Short task
Name every username that appears in the forum thread about testing a thermostat and a fan clutch.

You can test a thermostat by placing it in a pot of water on your stove and bringing the water up to 180 degrees. But, thermostats are cheap. Most people would rather just buy a new one that go through the time to test one.


----------



## Nicka (Jan 7, 2020)

jp2code said:


> You can test a thermostat by placing it in a pot of water on your stove and bringing the water up to 180 degrees. But, thermostats are cheap. Most people would rather just buy a new one that go through the time to test one.


Alright, I will probably try that sometime this week. Much thanks for the info!


----------



## Nicka (Jan 7, 2020)

rogoman said:


> A fan clutch is a thermostatic engine cooling fan that can freewheel at low temperatures when cooling is not needed, allowing the engine to warm up faster, relieving unnecessary load on the engine. As temperatures increase, the clutch engages so that the fan is driven by engine power and moves air to cool the engine.
> 
> Turn the fan by hand; grab the edge of one of the blades and give it a good push. While there should be a little bit of give, it shouldn’t spin more than two or three complete rotations. Too much free-wheeling is usually a sign that the clutch is prone to slipping. On the other hand, too much resistance means the clutch is binding and can’t turn freely. In either case, it will need to be replaced.


I spun it as hard as I could and it barely turned past 1/2 of a rotation... Is that too much resistance?


----------



## rogoman (Dec 16, 2004)

Yes, too much resistance. That's why it's always spining hot or cold. Time to replace the unit.


----------



## Nicka (Jan 7, 2020)

rogoman said:


> Yes, too much resistance. That's why it's always spining hot or cold. Time to replace the unit.


Ahh alright. Thank you much for the info!


----------



## Nicka (Jan 7, 2020)

Dataset content

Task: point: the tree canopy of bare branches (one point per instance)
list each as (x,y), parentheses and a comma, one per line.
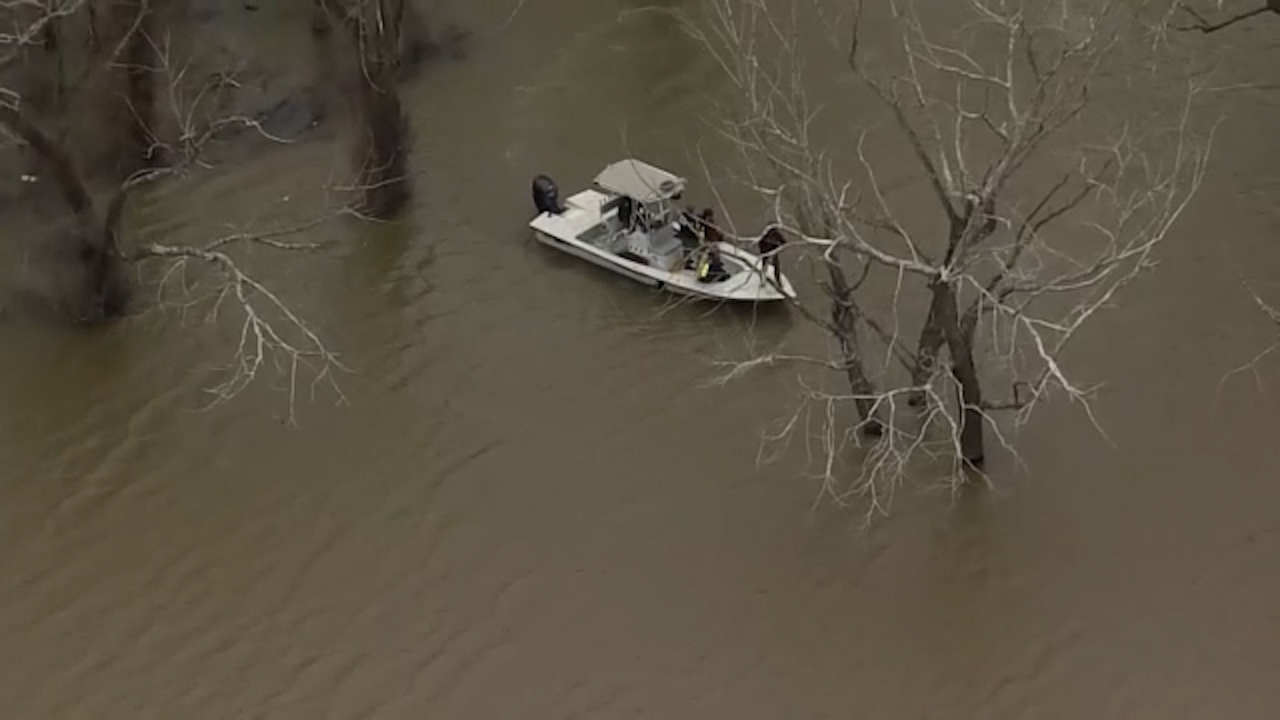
(1032,206)
(167,114)
(1223,18)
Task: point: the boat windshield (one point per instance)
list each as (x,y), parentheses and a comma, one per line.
(640,181)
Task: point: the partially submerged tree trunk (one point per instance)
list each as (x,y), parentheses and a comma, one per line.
(95,279)
(383,140)
(945,313)
(131,32)
(845,326)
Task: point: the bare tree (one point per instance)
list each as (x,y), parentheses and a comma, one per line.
(1000,269)
(96,256)
(383,140)
(1225,19)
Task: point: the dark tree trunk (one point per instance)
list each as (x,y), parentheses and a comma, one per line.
(844,319)
(99,287)
(384,171)
(128,36)
(946,313)
(324,71)
(926,355)
(383,147)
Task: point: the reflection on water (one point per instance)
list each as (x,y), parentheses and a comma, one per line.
(533,509)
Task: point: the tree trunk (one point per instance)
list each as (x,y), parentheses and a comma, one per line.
(946,313)
(384,173)
(321,46)
(383,150)
(99,288)
(926,355)
(131,27)
(844,319)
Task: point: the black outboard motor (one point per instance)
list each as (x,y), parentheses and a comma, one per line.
(547,195)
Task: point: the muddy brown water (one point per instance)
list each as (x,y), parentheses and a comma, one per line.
(529,509)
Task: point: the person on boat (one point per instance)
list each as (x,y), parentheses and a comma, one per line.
(686,228)
(769,245)
(711,233)
(711,267)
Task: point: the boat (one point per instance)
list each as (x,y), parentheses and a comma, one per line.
(629,222)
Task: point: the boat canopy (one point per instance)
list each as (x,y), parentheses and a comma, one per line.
(640,181)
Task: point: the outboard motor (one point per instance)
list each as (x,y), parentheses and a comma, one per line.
(547,195)
(626,212)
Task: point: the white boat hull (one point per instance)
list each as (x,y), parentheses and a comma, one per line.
(583,217)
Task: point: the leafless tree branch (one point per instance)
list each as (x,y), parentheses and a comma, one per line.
(984,108)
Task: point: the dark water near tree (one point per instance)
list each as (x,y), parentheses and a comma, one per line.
(531,510)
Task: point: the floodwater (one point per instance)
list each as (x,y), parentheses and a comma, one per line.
(530,507)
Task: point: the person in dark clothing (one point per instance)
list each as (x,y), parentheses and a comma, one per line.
(771,245)
(711,233)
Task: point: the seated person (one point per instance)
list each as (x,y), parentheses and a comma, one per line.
(711,269)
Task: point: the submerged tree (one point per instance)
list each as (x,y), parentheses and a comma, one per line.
(94,258)
(1224,19)
(1000,269)
(383,133)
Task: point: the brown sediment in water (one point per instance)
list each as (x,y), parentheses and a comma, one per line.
(530,509)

Correct output
jp2code, Nicka, rogoman